[Dataset rows]
'''
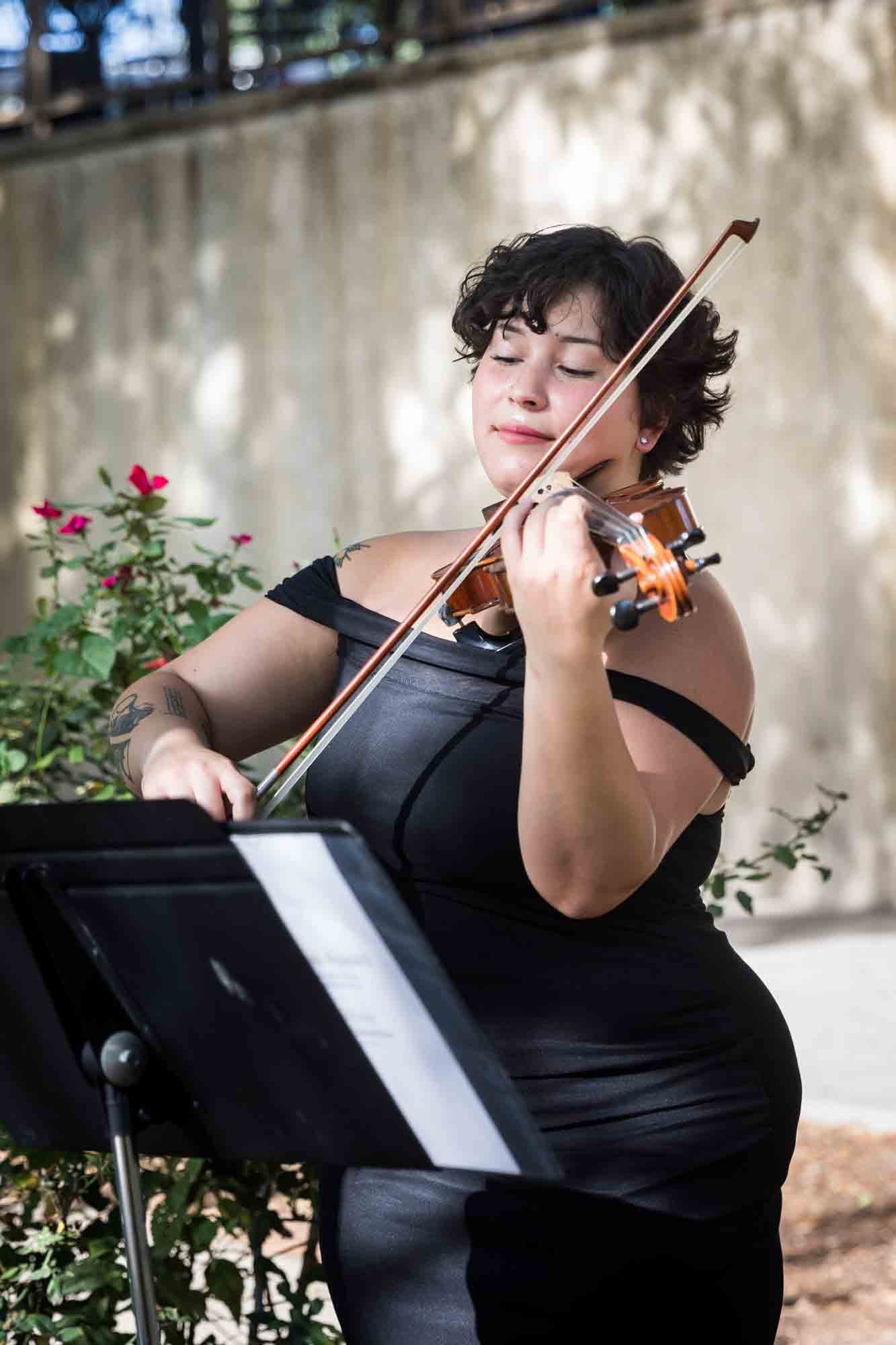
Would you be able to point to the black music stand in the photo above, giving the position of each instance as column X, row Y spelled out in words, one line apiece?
column 253, row 991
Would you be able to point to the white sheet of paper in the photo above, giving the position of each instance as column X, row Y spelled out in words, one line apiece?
column 368, row 987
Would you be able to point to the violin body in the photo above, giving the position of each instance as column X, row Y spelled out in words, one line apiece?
column 667, row 520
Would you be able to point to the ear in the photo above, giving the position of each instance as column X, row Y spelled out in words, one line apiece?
column 647, row 436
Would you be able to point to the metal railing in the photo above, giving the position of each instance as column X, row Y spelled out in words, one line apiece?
column 233, row 48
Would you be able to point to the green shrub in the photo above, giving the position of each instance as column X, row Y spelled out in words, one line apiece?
column 119, row 605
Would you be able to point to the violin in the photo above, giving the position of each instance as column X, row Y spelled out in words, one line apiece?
column 654, row 551
column 661, row 570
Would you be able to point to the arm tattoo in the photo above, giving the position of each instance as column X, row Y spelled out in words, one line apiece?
column 346, row 552
column 127, row 716
column 119, row 754
column 174, row 703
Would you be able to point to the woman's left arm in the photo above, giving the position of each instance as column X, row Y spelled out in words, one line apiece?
column 607, row 787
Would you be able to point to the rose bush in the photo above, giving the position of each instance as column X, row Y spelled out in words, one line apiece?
column 119, row 605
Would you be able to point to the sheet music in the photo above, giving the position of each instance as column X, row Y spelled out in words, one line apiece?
column 373, row 995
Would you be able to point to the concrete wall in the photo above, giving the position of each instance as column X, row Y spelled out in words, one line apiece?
column 261, row 313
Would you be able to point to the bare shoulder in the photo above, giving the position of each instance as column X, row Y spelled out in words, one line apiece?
column 702, row 657
column 389, row 574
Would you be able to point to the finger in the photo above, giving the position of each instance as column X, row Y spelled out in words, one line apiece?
column 512, row 531
column 568, row 525
column 241, row 796
column 206, row 793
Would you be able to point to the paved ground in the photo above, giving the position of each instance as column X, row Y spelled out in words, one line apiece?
column 834, row 980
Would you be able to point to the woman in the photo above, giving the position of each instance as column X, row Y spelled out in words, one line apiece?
column 552, row 832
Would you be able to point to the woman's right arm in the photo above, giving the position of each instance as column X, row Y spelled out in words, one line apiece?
column 259, row 680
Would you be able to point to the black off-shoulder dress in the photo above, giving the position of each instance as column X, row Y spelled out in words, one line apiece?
column 650, row 1055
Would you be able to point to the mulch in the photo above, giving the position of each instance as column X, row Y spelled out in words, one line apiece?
column 840, row 1239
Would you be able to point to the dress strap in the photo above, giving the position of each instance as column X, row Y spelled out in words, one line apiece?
column 723, row 747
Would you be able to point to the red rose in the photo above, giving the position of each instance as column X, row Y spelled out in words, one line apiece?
column 145, row 484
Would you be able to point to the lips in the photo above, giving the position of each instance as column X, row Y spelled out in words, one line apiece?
column 514, row 432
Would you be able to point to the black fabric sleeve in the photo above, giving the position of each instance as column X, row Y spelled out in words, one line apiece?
column 313, row 592
column 723, row 747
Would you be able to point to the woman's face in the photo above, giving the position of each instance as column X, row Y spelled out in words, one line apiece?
column 530, row 385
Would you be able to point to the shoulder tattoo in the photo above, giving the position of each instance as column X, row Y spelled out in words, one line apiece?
column 346, row 552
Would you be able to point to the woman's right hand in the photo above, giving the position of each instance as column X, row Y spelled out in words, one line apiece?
column 188, row 770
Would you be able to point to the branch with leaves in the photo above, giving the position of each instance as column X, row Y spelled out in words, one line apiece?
column 787, row 855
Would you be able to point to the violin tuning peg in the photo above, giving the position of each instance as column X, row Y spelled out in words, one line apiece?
column 611, row 582
column 704, row 562
column 604, row 584
column 626, row 615
column 693, row 539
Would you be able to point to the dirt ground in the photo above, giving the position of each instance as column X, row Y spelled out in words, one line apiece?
column 840, row 1239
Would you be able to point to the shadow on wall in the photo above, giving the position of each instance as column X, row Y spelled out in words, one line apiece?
column 268, row 325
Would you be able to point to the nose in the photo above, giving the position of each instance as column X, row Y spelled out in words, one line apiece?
column 526, row 388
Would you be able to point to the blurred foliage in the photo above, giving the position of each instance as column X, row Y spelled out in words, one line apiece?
column 775, row 856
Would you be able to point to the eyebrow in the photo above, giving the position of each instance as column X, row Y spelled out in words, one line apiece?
column 510, row 326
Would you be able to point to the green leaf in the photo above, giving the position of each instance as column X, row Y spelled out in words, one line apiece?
column 89, row 1274
column 69, row 664
column 202, row 1234
column 64, row 619
column 99, row 654
column 15, row 645
column 13, row 761
column 225, row 1284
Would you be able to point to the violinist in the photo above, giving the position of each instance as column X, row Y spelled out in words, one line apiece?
column 546, row 792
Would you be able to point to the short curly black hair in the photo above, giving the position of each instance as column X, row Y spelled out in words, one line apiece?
column 526, row 276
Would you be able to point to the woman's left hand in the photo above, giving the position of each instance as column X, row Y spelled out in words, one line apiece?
column 551, row 564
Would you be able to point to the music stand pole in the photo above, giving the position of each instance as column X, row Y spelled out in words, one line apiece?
column 123, row 1062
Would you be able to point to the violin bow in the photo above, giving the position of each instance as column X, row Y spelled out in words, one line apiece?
column 341, row 709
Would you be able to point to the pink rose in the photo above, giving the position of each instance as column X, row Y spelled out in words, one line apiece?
column 76, row 524
column 145, row 484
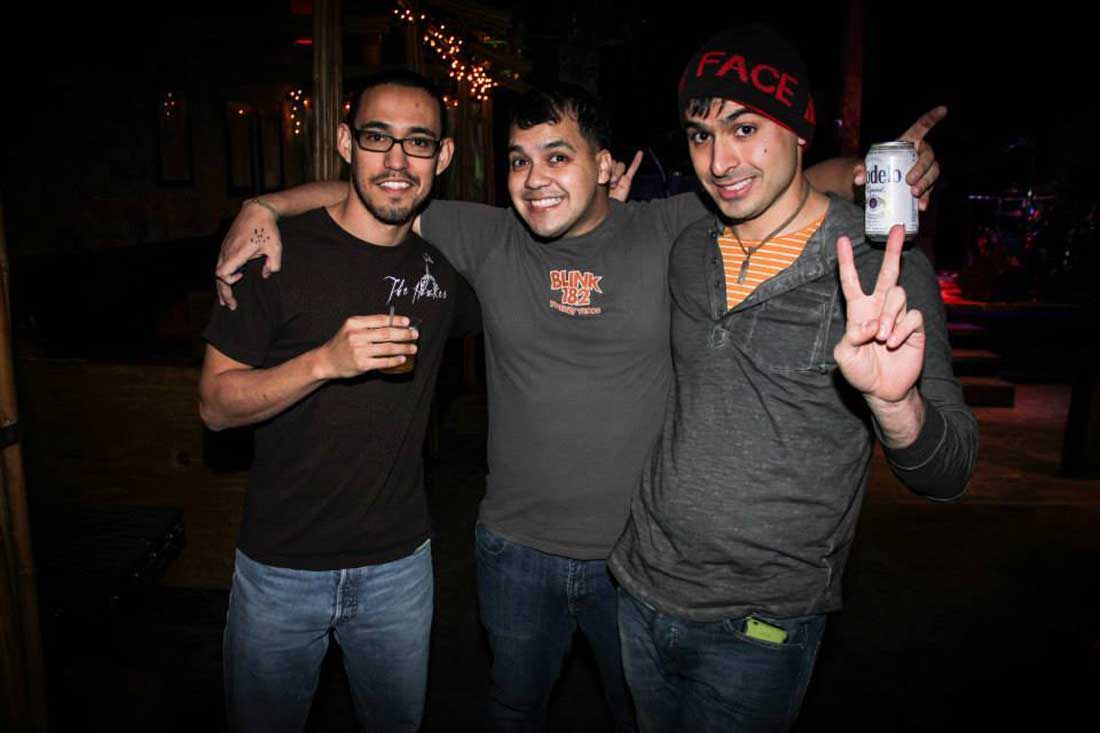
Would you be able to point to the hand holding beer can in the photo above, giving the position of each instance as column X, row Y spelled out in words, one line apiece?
column 889, row 200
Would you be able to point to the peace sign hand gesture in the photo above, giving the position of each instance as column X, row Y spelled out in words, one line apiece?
column 882, row 350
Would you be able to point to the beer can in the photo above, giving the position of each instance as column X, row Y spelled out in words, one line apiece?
column 889, row 200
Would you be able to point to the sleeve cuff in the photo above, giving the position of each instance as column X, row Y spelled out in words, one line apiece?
column 924, row 448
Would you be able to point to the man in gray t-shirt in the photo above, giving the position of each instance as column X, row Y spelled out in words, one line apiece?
column 574, row 294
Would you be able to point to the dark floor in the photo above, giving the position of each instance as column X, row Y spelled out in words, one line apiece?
column 976, row 615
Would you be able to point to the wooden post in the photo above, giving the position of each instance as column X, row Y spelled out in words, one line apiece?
column 851, row 104
column 25, row 689
column 328, row 81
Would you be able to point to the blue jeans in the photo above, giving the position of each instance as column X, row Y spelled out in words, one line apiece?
column 531, row 603
column 700, row 677
column 277, row 632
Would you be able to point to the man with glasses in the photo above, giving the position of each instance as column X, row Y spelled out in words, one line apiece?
column 334, row 537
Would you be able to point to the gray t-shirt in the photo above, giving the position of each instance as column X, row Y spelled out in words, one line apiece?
column 578, row 363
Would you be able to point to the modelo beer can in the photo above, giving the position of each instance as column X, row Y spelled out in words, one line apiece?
column 889, row 200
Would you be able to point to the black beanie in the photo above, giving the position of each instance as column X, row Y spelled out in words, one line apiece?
column 757, row 67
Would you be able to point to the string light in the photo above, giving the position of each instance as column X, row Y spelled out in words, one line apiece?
column 168, row 105
column 471, row 76
column 297, row 104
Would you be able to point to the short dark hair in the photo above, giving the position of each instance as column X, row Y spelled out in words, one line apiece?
column 551, row 104
column 400, row 77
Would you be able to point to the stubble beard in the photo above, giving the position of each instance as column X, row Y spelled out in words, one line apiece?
column 387, row 215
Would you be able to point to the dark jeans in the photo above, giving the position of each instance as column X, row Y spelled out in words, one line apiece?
column 277, row 631
column 531, row 603
column 701, row 677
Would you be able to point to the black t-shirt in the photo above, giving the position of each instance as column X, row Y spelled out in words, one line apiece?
column 338, row 478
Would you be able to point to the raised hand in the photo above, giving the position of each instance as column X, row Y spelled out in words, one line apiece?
column 623, row 177
column 252, row 234
column 925, row 172
column 882, row 350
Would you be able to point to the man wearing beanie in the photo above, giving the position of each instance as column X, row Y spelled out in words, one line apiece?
column 795, row 346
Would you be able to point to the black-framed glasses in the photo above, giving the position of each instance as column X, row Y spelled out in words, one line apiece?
column 380, row 142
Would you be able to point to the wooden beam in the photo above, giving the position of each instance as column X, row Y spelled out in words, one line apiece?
column 17, row 526
column 328, row 93
column 851, row 104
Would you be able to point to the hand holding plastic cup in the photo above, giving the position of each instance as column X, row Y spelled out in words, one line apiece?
column 409, row 363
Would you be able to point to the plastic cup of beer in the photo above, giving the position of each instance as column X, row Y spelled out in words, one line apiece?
column 409, row 363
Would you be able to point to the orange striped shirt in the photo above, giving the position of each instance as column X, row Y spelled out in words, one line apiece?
column 767, row 262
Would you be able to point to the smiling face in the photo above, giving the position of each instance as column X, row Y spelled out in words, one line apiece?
column 392, row 185
column 557, row 182
column 747, row 163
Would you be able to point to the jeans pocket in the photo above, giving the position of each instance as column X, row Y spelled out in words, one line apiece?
column 795, row 630
column 490, row 543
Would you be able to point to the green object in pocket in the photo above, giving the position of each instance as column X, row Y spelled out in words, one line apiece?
column 757, row 628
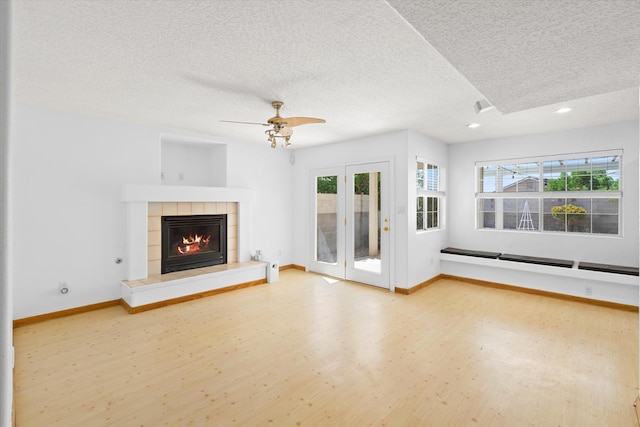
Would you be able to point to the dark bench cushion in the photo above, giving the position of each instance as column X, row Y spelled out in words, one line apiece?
column 537, row 260
column 466, row 252
column 619, row 269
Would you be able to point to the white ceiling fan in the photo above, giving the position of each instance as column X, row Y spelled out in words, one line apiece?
column 281, row 126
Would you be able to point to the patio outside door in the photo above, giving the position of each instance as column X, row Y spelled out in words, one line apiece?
column 351, row 223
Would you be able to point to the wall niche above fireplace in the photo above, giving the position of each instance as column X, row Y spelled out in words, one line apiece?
column 193, row 241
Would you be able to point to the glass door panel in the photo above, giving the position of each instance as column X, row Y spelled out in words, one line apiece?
column 327, row 219
column 328, row 222
column 367, row 234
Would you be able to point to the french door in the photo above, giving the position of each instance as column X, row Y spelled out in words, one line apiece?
column 351, row 228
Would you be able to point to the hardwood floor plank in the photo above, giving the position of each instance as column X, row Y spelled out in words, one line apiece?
column 310, row 351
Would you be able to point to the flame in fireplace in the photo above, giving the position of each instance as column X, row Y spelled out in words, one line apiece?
column 193, row 244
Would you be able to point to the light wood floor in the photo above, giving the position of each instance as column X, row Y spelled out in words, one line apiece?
column 305, row 351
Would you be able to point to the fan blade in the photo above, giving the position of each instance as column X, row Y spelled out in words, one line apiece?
column 297, row 121
column 245, row 123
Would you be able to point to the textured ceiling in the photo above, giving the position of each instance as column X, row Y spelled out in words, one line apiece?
column 367, row 67
column 527, row 54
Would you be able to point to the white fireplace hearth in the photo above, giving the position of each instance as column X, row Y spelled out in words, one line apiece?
column 145, row 204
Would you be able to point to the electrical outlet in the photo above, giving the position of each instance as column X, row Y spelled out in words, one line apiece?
column 63, row 288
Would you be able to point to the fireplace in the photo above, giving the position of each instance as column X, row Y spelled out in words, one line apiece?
column 193, row 241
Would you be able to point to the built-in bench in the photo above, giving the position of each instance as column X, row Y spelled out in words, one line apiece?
column 467, row 252
column 537, row 260
column 586, row 280
column 606, row 268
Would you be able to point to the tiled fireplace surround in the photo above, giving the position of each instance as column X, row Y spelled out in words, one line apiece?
column 155, row 210
column 144, row 286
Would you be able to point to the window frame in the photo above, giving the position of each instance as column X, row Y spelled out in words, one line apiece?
column 429, row 193
column 498, row 197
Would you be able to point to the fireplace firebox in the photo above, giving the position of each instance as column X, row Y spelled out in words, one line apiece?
column 193, row 241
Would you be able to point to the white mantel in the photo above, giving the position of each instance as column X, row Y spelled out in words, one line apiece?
column 176, row 193
column 137, row 198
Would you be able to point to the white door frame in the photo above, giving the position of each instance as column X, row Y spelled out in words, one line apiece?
column 339, row 269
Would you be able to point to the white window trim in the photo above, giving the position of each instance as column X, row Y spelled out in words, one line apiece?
column 541, row 194
column 440, row 194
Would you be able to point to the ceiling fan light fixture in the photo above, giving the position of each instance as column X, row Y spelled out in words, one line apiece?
column 281, row 127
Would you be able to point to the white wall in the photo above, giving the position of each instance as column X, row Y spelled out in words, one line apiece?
column 193, row 163
column 602, row 249
column 6, row 294
column 69, row 225
column 69, row 221
column 268, row 171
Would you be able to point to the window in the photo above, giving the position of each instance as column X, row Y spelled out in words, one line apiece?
column 578, row 193
column 429, row 196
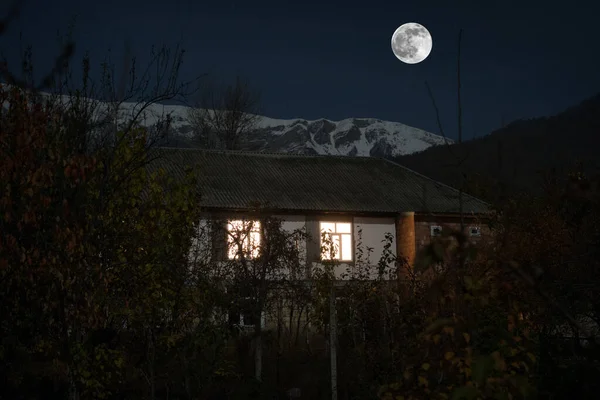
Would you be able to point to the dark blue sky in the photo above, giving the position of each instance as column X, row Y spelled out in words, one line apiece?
column 333, row 59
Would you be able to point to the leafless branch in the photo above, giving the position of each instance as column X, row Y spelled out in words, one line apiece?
column 225, row 116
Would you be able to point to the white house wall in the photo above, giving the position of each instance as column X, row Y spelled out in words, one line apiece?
column 374, row 230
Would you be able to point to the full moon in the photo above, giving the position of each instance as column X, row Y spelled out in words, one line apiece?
column 411, row 43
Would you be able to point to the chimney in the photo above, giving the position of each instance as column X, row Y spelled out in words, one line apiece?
column 405, row 240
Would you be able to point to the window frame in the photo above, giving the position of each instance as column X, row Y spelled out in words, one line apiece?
column 432, row 229
column 339, row 235
column 230, row 243
column 477, row 229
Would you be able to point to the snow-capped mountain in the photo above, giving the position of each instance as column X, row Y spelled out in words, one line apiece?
column 353, row 136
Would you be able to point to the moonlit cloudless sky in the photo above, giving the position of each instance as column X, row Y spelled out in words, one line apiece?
column 332, row 59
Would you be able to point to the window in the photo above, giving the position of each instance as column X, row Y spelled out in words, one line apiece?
column 244, row 234
column 240, row 315
column 474, row 231
column 338, row 236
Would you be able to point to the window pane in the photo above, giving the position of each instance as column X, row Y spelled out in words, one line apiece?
column 336, row 246
column 347, row 247
column 331, row 248
column 328, row 227
column 246, row 233
column 344, row 227
column 254, row 244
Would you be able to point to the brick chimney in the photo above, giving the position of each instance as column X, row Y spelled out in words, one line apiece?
column 405, row 239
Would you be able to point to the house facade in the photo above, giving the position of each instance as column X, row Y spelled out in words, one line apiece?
column 349, row 209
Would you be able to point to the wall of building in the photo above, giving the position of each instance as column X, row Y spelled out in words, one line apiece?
column 369, row 233
column 423, row 226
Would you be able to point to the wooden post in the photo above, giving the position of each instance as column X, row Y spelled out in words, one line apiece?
column 333, row 341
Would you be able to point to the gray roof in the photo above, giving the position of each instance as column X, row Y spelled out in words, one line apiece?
column 238, row 180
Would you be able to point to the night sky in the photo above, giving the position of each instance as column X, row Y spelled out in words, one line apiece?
column 333, row 59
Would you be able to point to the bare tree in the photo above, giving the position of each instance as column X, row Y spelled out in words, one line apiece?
column 225, row 116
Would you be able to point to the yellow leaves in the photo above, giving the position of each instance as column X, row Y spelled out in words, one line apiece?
column 500, row 363
column 467, row 337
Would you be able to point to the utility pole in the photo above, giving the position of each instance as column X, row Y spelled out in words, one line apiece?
column 333, row 340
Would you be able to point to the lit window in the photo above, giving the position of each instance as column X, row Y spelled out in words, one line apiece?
column 475, row 231
column 243, row 236
column 338, row 244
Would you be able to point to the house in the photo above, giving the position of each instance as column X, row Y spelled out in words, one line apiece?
column 342, row 195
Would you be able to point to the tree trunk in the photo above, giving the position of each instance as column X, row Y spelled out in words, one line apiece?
column 333, row 342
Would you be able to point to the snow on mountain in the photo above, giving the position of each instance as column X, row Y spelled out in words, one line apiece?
column 353, row 136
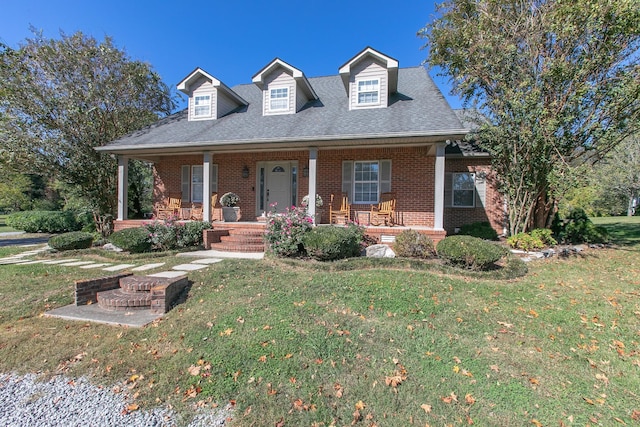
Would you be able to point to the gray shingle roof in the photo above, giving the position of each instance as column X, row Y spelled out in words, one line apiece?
column 417, row 109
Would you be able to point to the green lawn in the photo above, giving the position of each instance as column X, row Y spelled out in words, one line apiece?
column 347, row 344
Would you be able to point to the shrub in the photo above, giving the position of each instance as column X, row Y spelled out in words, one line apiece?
column 72, row 240
column 545, row 235
column 482, row 230
column 331, row 243
column 285, row 231
column 412, row 244
column 134, row 240
column 44, row 221
column 578, row 228
column 525, row 241
column 469, row 252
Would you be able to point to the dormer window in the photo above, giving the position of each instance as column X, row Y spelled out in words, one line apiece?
column 279, row 99
column 368, row 92
column 202, row 106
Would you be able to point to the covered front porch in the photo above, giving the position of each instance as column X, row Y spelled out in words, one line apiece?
column 268, row 180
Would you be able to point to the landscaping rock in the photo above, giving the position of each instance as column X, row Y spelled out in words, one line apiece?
column 380, row 251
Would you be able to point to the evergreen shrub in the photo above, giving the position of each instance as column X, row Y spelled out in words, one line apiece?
column 72, row 240
column 469, row 252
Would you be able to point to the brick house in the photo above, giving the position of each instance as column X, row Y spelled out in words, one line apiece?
column 371, row 128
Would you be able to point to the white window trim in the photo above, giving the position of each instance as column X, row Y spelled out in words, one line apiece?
column 360, row 92
column 209, row 113
column 453, row 190
column 286, row 106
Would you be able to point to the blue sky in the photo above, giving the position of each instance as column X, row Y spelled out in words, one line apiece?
column 234, row 39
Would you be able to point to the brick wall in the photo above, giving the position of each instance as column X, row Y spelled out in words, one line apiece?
column 494, row 210
column 412, row 181
column 86, row 290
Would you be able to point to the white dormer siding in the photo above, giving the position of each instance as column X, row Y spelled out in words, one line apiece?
column 368, row 85
column 209, row 98
column 203, row 95
column 279, row 93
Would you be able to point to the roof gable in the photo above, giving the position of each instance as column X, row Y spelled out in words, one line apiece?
column 388, row 62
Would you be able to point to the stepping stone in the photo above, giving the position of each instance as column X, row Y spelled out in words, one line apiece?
column 188, row 267
column 206, row 261
column 76, row 263
column 168, row 274
column 148, row 266
column 60, row 261
column 95, row 265
column 118, row 267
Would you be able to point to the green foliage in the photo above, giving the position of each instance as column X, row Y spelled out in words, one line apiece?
column 72, row 240
column 482, row 230
column 556, row 83
column 169, row 234
column 469, row 252
column 61, row 98
column 44, row 221
column 525, row 241
column 413, row 244
column 285, row 231
column 331, row 243
column 134, row 240
column 545, row 235
column 578, row 228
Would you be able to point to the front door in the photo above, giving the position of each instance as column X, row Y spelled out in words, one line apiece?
column 278, row 185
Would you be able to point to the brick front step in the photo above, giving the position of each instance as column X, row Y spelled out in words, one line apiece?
column 133, row 284
column 118, row 300
column 237, row 247
column 246, row 239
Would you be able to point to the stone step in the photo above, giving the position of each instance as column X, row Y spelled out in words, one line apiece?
column 118, row 300
column 135, row 284
column 242, row 239
column 237, row 247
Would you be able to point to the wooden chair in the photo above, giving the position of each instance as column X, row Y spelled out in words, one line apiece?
column 385, row 211
column 173, row 208
column 216, row 213
column 342, row 213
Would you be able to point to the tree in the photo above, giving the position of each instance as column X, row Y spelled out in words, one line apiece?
column 557, row 81
column 62, row 98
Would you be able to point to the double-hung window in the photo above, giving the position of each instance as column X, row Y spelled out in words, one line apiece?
column 202, row 106
column 279, row 99
column 366, row 182
column 368, row 92
column 464, row 194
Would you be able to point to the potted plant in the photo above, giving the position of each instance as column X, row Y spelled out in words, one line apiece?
column 230, row 209
column 319, row 203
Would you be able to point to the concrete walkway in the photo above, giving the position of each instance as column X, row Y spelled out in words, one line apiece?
column 133, row 318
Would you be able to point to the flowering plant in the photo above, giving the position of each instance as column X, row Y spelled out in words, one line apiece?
column 285, row 230
column 229, row 199
column 305, row 201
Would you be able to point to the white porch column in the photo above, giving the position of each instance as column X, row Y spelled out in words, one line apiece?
column 313, row 158
column 206, row 187
column 438, row 200
column 123, row 185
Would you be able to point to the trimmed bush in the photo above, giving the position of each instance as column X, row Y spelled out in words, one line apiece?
column 44, row 221
column 134, row 240
column 469, row 252
column 482, row 230
column 331, row 243
column 72, row 240
column 578, row 228
column 413, row 244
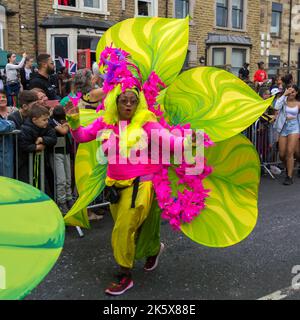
'''
Copy everything from the line containing "Would you be able to point to the tree in" down to the line containing "column 62, row 98", replacing "tree" with "shrub" and keeping the rest of those lines unchanged.

▶ Result for this task:
Would you be able to point to the shrub in the photo above, giving the position of each instance as column X, row Y spelled out in words, one line apiece?
column 557, row 81
column 62, row 98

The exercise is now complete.